-- Start Task data --
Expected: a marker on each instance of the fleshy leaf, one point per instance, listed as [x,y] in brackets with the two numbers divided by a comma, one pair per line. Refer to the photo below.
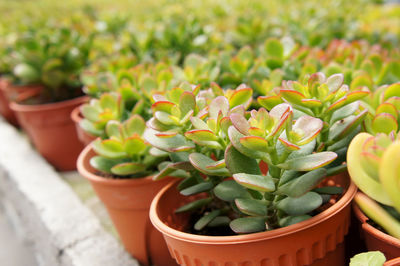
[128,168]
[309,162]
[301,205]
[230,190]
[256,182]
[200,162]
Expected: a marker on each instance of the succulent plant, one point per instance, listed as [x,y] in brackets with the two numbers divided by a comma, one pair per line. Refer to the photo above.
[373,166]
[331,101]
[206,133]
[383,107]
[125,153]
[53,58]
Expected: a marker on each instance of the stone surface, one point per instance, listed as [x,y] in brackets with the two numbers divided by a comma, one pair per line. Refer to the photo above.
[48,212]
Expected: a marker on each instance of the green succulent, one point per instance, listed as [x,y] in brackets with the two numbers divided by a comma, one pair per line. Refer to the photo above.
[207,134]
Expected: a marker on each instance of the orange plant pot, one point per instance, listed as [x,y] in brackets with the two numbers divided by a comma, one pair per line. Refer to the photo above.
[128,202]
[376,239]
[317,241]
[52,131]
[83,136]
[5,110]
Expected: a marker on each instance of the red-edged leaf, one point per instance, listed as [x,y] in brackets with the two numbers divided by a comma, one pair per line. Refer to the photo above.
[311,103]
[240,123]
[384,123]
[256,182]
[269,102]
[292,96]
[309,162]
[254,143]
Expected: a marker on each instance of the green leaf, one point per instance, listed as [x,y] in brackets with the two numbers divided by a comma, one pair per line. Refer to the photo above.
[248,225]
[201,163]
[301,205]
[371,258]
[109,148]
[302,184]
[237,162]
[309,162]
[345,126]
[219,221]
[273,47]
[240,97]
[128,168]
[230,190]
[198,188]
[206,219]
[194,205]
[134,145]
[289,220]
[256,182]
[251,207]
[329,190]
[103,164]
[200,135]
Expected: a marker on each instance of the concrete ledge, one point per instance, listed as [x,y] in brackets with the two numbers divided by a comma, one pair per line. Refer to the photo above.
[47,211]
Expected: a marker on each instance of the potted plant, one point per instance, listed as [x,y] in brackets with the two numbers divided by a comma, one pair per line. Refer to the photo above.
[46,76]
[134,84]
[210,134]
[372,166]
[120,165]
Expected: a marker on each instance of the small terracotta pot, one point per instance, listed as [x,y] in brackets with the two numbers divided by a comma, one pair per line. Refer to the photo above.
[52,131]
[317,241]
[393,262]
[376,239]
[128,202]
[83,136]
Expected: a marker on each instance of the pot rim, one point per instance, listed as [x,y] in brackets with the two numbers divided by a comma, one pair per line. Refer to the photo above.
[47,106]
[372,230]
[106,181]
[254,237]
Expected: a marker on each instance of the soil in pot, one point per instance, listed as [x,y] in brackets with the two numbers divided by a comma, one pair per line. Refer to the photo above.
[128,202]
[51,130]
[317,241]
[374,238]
-- End Task data --
-- Start Task data --
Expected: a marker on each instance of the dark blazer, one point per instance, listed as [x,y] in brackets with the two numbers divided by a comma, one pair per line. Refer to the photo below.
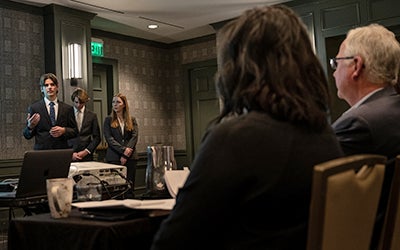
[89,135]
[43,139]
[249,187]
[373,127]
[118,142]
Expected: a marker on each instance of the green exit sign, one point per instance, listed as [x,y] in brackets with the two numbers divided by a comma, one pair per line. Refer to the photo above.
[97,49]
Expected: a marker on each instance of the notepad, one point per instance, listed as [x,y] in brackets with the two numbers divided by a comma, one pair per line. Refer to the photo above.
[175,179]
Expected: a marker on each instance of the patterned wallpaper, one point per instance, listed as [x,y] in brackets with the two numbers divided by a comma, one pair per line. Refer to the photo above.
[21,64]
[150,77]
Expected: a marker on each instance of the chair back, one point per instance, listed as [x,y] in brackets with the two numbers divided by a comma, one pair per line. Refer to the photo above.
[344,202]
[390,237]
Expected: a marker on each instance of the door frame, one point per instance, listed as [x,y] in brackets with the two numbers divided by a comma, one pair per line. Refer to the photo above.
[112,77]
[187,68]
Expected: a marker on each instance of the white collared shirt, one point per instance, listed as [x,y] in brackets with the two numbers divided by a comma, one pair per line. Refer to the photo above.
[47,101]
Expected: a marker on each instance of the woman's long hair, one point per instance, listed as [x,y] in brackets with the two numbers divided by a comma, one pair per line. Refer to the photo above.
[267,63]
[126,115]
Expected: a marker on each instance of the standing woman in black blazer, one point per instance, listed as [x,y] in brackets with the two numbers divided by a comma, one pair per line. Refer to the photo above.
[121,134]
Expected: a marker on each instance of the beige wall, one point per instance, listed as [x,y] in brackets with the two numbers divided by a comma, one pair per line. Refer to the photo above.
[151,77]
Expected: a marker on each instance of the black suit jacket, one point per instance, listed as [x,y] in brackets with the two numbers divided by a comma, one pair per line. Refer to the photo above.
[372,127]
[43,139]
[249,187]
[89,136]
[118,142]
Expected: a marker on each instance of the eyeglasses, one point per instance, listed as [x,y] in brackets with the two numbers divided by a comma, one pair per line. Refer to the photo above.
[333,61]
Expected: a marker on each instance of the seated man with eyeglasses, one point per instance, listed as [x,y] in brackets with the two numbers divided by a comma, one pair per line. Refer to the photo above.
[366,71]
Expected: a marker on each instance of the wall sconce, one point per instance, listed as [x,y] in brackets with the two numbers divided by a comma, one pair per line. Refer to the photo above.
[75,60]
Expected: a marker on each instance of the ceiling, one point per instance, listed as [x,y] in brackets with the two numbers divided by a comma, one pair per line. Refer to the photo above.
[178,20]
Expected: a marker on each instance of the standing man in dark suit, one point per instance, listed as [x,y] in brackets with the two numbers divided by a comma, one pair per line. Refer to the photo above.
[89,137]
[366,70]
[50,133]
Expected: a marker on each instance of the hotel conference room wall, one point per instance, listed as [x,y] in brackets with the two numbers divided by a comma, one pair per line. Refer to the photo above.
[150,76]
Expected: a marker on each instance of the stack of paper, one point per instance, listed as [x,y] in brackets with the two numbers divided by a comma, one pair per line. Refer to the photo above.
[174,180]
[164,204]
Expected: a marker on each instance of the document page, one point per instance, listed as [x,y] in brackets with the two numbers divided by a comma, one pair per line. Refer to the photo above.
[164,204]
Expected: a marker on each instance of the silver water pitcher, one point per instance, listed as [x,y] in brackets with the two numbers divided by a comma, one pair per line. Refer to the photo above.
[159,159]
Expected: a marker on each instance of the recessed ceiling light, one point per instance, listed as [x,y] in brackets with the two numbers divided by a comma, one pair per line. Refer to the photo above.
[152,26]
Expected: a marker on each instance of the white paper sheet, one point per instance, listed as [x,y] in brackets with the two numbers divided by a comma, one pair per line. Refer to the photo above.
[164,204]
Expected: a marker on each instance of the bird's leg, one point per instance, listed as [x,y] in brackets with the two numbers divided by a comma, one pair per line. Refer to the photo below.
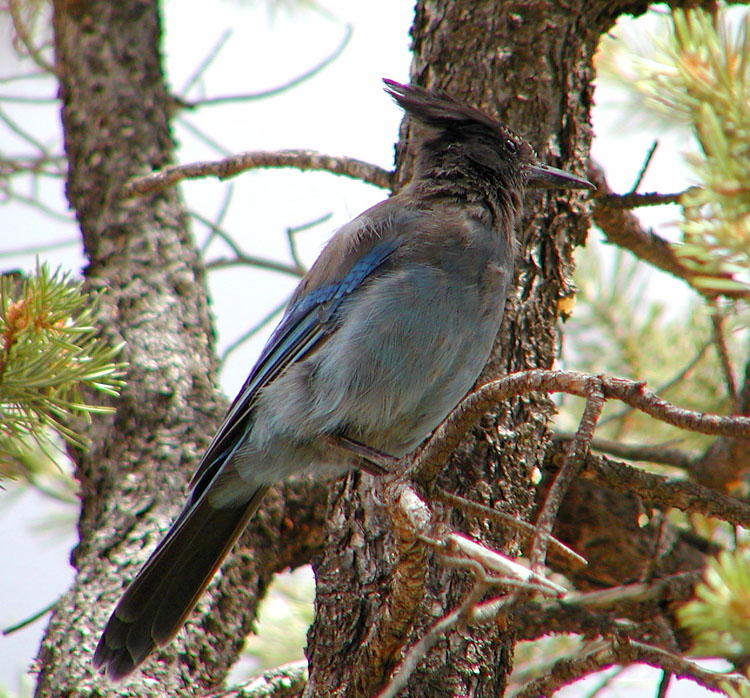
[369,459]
-- End Task data --
-- Start Task data --
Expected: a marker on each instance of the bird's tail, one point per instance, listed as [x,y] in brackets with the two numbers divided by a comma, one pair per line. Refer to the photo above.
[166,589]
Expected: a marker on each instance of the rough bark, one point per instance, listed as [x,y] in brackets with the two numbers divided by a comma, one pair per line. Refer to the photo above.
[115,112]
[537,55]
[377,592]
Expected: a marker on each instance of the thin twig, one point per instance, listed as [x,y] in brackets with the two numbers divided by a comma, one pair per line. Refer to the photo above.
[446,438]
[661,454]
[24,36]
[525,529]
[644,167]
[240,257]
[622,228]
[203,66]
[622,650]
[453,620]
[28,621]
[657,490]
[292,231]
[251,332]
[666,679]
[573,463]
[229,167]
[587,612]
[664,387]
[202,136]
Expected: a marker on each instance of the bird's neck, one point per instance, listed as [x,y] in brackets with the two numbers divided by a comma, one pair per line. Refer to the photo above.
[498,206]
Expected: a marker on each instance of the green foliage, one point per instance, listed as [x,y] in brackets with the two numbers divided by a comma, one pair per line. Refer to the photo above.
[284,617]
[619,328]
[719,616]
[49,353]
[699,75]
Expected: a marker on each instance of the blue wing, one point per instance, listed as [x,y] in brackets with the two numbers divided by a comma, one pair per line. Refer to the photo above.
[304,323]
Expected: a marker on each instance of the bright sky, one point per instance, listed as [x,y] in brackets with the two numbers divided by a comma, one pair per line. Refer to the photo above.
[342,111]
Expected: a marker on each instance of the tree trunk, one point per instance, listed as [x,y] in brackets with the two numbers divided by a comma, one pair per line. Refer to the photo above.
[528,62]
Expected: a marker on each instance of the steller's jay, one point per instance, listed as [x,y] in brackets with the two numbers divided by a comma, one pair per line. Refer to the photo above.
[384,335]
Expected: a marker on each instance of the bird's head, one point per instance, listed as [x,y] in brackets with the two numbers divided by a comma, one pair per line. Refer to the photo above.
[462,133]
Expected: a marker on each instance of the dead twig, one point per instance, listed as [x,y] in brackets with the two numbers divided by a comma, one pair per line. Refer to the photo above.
-- End Task data --
#### Request:
Count the lines in the records above that contain the word "eyeglasses" and give only that number.

#### Response:
2